• PAGE EXTRACT:
*****

The rate of HQ oxidation evident during catalysis is much slower than expected from the previously reported study of Pd(OAc)₂-catalyzed oxidation of HQ by tBuOOH.^[7] This behavior was traced to the inhibitory effect of catalytic additives (Bu₄NBr, AcOH and/or TEA) on HQ oxidation. As shown in Figure 2b, HQ undergoes efficient Pd(OAc)₂-catalyzed oxidation to BQ in the absence of these additives, as expected,^[7] while each of the individual additives slow or inhibit the reaction. When all three additives are combined, slow HQ oxidation is observed together with Pd catalyst decomposition (Pd black formation). Pd decomposition under these conditions can arise from the reversible reaction of Pd^II with HQ to form Pd⁰ (see ref. [38] and dashed arrows in Figure 2c), followed by irreversible decomposition of Pd⁰ into Pd black. Kinetically competent oxidation of HQ is observed, however, if 1 equiv of BQ is included in the reaction mixture, owing to improved Pd⁰ stability. Complete conversion of HQ to BQ under these conditions is complete in 16 h, commensurate with the catalytic time course shown in Figure 2a (see section 7b of the Supporting Information for details).

*****

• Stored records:

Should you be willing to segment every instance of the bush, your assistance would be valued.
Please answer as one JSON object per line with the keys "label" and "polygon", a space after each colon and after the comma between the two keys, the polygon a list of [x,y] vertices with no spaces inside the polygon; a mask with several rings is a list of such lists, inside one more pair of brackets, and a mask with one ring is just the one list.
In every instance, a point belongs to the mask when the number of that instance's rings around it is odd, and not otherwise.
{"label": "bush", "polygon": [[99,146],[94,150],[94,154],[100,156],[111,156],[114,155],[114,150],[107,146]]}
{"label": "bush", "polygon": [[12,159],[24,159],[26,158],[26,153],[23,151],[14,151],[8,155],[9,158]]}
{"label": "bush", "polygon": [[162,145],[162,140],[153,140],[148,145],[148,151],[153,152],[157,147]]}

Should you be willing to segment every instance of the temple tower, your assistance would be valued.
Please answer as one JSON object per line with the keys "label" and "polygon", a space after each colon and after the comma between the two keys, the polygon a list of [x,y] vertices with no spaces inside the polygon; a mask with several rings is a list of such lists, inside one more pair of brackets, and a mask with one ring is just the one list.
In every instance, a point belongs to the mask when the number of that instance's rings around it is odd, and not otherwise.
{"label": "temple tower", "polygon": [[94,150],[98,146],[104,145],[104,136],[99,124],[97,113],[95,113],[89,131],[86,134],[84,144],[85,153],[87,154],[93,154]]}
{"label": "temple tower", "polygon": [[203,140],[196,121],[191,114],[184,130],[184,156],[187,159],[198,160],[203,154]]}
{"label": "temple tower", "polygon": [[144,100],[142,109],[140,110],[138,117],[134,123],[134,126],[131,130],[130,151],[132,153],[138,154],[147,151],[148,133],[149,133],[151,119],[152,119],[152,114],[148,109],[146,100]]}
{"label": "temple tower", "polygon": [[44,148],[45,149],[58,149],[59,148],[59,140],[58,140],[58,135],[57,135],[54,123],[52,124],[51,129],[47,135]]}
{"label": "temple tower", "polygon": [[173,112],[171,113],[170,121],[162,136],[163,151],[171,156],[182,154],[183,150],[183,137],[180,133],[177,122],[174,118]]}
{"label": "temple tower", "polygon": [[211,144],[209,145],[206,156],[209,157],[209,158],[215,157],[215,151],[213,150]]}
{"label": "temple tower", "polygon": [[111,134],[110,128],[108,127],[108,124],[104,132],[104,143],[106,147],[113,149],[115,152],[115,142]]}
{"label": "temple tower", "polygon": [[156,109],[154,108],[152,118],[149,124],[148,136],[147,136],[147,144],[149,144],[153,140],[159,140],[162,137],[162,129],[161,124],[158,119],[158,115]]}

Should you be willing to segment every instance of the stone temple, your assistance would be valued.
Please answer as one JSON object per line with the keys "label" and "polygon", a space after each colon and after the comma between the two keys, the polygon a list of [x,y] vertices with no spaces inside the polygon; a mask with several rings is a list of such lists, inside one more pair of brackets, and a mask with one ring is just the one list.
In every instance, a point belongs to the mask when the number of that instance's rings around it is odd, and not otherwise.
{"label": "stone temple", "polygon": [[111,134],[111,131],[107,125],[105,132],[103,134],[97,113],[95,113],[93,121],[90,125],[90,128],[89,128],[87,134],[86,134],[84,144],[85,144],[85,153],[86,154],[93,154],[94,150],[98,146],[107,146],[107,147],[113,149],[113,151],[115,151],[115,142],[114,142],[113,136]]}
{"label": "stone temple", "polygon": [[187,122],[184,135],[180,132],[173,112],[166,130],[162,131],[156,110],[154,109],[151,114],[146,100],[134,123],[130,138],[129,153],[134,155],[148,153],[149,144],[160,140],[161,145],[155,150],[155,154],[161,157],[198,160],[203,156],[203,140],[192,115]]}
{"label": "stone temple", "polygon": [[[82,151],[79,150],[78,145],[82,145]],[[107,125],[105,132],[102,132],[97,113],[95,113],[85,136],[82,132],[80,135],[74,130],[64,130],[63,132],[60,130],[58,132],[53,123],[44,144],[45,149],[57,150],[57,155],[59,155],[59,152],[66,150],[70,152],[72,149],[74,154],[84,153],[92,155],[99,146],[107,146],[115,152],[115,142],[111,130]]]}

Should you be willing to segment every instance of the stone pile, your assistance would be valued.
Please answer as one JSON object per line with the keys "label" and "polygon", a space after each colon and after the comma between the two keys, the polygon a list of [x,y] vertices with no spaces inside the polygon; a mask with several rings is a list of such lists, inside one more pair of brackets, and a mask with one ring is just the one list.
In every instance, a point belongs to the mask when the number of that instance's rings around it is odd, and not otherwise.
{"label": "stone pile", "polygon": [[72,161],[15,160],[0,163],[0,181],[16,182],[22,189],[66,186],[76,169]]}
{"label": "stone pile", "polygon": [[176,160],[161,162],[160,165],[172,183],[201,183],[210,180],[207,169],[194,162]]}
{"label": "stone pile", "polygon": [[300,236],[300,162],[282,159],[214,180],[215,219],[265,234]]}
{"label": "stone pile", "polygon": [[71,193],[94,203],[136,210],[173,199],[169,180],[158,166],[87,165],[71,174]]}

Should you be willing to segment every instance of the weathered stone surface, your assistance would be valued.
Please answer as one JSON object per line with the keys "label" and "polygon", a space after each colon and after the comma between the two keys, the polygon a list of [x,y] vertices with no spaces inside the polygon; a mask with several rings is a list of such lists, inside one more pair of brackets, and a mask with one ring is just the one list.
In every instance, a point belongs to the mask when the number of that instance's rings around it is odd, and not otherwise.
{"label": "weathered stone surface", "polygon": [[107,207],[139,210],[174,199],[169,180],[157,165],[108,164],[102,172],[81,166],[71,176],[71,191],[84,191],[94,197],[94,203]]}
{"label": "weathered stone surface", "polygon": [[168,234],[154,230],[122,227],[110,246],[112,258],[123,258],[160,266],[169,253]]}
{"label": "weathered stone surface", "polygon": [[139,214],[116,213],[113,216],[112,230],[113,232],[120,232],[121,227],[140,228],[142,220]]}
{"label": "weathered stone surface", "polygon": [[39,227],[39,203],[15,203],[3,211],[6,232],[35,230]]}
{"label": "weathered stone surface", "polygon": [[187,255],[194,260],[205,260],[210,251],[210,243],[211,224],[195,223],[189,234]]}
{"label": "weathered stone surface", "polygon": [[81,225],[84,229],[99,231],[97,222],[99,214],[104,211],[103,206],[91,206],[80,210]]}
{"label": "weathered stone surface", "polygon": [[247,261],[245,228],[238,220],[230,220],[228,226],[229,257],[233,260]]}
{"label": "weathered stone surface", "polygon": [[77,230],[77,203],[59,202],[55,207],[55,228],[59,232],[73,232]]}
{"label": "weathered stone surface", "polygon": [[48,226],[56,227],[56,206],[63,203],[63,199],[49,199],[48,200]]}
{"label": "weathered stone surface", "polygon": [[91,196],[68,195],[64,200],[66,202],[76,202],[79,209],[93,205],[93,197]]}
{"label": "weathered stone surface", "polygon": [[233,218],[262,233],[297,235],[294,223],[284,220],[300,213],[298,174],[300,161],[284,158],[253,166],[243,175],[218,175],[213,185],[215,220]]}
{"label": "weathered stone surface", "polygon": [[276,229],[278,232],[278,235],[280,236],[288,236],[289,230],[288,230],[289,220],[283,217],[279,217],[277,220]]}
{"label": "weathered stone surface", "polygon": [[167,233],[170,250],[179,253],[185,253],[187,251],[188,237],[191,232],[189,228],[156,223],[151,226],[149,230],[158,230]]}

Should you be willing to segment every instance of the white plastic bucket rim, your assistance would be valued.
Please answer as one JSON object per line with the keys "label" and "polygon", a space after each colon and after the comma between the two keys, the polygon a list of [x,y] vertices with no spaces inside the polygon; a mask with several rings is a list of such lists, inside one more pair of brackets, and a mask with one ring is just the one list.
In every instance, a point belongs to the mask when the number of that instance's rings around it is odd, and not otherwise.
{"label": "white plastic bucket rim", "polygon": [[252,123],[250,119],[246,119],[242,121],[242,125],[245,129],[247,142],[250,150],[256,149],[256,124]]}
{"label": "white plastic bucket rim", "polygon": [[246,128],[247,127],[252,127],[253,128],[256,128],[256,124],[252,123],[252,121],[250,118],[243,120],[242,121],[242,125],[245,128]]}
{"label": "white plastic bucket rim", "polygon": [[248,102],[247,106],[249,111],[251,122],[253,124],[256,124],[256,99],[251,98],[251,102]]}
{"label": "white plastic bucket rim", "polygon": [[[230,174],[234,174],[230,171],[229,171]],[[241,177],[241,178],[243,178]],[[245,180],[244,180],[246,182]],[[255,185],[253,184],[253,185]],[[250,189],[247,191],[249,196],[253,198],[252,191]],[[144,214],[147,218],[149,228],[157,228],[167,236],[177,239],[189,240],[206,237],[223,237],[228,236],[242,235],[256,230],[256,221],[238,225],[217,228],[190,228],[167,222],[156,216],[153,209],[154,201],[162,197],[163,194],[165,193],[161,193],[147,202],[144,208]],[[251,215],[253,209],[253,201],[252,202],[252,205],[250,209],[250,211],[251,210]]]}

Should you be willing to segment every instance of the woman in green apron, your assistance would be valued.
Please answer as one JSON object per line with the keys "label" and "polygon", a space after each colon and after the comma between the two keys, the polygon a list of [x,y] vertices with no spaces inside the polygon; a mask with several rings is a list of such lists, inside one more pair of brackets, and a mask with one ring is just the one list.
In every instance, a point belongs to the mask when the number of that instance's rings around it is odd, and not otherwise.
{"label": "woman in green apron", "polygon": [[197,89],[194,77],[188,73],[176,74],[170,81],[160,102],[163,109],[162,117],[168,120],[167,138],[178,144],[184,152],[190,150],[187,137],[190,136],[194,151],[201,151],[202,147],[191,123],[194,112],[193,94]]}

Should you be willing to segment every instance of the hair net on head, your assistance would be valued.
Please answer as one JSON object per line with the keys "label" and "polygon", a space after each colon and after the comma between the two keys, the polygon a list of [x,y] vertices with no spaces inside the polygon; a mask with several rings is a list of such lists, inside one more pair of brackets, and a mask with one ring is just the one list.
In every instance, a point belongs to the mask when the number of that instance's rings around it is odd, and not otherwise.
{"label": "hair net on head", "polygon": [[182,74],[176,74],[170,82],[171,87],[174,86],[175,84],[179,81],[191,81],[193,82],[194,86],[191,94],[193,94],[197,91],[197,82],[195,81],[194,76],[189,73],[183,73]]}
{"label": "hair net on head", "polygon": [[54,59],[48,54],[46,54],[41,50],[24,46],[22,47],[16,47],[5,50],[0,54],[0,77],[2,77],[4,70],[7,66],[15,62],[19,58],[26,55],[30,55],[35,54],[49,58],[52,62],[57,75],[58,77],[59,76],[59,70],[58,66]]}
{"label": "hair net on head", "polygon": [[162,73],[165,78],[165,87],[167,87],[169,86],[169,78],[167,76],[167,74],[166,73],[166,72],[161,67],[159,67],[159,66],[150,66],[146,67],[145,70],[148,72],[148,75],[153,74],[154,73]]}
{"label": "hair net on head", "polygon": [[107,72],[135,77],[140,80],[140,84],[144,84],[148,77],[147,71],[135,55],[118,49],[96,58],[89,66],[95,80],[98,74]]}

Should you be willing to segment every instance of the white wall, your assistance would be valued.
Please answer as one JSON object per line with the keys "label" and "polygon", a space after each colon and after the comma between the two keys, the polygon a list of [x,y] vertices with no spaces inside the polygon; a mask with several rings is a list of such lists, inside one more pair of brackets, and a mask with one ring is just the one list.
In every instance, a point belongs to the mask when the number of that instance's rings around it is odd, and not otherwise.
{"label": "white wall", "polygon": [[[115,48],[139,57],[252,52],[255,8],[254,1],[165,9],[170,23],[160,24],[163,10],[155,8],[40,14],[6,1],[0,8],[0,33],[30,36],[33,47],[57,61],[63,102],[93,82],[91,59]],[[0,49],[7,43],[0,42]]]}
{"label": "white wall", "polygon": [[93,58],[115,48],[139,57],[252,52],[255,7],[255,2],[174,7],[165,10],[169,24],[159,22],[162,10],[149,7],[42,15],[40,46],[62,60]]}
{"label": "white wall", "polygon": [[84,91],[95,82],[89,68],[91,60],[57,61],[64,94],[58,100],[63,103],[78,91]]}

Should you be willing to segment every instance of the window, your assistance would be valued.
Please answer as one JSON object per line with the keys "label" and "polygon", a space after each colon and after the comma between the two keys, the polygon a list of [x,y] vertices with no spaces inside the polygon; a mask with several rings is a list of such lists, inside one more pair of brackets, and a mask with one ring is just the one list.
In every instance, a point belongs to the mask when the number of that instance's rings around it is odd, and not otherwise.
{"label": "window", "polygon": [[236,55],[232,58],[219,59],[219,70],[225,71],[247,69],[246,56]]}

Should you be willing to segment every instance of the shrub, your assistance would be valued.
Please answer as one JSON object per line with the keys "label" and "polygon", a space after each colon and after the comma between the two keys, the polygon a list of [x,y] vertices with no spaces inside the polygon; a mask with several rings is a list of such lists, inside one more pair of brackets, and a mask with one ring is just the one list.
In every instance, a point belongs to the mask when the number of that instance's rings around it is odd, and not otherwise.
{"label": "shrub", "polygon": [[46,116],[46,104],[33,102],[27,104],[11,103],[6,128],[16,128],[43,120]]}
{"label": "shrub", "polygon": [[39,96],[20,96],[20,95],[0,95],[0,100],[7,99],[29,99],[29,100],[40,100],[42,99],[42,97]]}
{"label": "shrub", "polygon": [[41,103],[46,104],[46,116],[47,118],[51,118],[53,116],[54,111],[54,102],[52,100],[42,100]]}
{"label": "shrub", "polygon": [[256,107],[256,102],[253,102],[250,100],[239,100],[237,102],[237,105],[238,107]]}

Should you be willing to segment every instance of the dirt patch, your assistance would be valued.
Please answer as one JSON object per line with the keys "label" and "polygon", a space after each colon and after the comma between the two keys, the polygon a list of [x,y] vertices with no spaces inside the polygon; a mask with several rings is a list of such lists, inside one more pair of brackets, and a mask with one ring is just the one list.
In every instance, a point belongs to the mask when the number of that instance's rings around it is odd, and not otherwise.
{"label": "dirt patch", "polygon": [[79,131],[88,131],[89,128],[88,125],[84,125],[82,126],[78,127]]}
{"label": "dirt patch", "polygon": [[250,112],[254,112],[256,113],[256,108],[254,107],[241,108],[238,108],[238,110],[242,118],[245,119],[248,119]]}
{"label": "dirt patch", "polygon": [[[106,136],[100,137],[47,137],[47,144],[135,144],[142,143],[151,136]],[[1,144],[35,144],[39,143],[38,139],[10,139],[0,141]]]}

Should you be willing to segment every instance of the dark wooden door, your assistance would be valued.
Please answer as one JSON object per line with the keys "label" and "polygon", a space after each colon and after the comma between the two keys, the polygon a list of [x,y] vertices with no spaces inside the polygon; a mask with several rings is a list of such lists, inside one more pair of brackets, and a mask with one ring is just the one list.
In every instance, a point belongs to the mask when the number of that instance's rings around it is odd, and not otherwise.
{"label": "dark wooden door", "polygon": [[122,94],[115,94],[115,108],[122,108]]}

*****

• PROBLEM REQUIREMENTS:
Answer these questions from the HQ oxidation passage:
(a) Which catalytic additives inhibit HQ oxidation?
(b) What happens when all three additives are combined?
(c) How long does complete conversion of HQ to BQ take when 1 equiv of BQ is added to the reaction mixture?
Rely only on the text, not the data.

• EXPECTED ANSWER:
(a) Bu₄NBr, AcOH and/or TEA.
(b) HQ oxidation is slow, and the Pd catalyst decomposes (Pd black forms).
(c) 16 h.